(Object point labels)
◇ ◇ ◇ ◇ ◇ ◇ ◇

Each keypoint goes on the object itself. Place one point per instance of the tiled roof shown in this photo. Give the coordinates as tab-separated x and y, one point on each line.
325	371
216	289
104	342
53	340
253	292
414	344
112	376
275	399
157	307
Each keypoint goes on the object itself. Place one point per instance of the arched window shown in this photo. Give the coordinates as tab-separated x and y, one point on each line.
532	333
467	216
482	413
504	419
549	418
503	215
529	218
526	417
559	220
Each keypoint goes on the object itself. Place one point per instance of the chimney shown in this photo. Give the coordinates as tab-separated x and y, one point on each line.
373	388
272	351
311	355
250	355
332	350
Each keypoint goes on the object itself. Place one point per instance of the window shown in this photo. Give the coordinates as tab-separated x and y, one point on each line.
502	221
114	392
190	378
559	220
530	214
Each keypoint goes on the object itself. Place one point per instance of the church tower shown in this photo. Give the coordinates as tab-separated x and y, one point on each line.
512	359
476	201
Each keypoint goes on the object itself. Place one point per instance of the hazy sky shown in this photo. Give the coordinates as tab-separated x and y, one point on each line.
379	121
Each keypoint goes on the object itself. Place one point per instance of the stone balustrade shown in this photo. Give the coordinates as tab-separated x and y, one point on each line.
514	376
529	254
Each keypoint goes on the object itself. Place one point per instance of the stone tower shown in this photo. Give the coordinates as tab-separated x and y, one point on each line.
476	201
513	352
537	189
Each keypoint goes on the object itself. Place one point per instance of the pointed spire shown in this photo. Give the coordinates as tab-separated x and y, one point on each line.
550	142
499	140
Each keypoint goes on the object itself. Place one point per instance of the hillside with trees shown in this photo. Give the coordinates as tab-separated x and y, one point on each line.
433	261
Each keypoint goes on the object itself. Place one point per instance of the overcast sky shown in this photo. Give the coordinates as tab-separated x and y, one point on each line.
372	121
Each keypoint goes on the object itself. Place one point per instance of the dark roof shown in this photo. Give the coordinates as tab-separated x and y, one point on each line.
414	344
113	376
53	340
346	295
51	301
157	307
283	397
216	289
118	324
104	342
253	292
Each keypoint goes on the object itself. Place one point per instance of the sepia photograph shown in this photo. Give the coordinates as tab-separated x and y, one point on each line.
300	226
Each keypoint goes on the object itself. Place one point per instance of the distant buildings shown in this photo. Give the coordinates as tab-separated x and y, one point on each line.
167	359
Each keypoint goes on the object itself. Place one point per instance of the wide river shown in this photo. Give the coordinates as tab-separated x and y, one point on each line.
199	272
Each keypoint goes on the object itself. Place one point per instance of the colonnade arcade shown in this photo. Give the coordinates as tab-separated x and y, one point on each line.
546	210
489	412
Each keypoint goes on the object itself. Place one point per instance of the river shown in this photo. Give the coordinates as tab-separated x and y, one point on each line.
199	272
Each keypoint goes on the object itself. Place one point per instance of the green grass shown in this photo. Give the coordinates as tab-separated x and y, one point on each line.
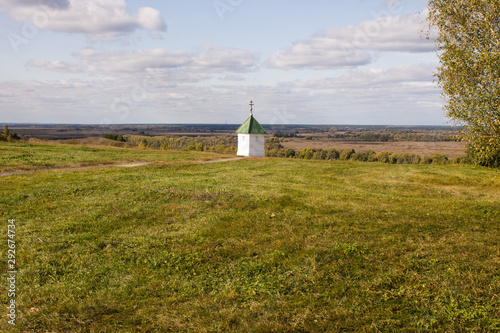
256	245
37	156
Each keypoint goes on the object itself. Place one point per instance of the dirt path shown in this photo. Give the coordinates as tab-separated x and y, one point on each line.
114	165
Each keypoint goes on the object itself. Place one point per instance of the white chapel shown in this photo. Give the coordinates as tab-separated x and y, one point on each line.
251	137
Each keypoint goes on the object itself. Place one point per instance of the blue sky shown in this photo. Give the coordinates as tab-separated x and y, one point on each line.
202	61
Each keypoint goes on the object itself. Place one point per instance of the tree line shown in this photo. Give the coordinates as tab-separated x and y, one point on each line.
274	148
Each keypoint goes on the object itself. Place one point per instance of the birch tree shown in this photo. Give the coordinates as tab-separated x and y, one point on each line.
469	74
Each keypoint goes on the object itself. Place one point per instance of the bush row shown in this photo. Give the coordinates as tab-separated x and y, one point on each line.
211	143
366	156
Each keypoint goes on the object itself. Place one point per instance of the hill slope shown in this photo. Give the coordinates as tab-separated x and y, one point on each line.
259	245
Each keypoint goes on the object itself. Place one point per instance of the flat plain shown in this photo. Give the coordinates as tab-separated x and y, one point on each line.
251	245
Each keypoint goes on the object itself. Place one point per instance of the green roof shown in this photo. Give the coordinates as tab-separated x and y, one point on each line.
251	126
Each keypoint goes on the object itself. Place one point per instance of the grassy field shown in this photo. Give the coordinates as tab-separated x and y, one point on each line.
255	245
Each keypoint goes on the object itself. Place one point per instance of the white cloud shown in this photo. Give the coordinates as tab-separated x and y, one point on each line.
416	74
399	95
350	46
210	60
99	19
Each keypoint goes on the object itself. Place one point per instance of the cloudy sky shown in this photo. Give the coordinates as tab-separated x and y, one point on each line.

◇ ◇ ◇ ◇ ◇ ◇ ◇

> **WHAT YOU NEED TO DO**
Write out the lines above from the one containing "of the dirt" through the last, exactly as they are.

> **TASK ANSWER**
Each keypoint goes on the object itself. Place one point per instance of the dirt path shown in this photo. Give the coordinates as tab-separated x and y, one point on each line.
114	165
Each keypoint goes on the object itself. Place one point per instance of the white chapel shown in this photo. Give the coordinates as tab-separated x and y, one point on each line.
251	137
Each keypoint goes on the object itself. Place one point per instance of the blue sky shown in this photo. Give the coordinates as tab-separated x and y, one point on each line.
202	61
Each keypoint goes on the object itself. Place one point per instance of the tree line shown in this photo. Give the coordinates as tab-separated x and y, one point on each line.
274	148
Each keypoint goes on the object itself. Place one point per instance of the birch tree shown in this photo. Give the coordinates as tab-separated x and y, one point on each line.
469	74
Each keypoint goes on the object itself. Place one point per instance of the bush row shown in this photo. Give the coordinates as tab-separated x and y, one point on each line.
211	143
366	156
Each keypoint goes on the object itself. Place one point per instance of the hill slope shown in this photo. Give the coordinates as tab-separated x and y, one point on each line.
259	245
Each keypoint goes on the object itself. Place one point per instance of the flat plain shown in this photo. Give the coordinates as tab-separated x and y, one point on each line.
251	245
Each keypoint goes on the object itself. Place one point per instance of the green roof shown in this photo. Give the coordinates as tab-separated x and y, one point on each line.
251	126
Each keypoint goes on the object itself. Place one point per instance of the grassy field shown in this photo. Give the coordinates as tab-separated x and y, one point on each line.
255	245
Each keypoint goes on the object itself. Place one point per instance of the white cloud shown in this photo. Give the coordinates as tab-separated x and y, one point on each line.
416	74
399	95
350	46
210	60
99	19
Each keypoint goes on the object itself. Place one point per instance of the cloudy sky shown in this photo. Give the coordinates as tab-separated x and y, one point on each line.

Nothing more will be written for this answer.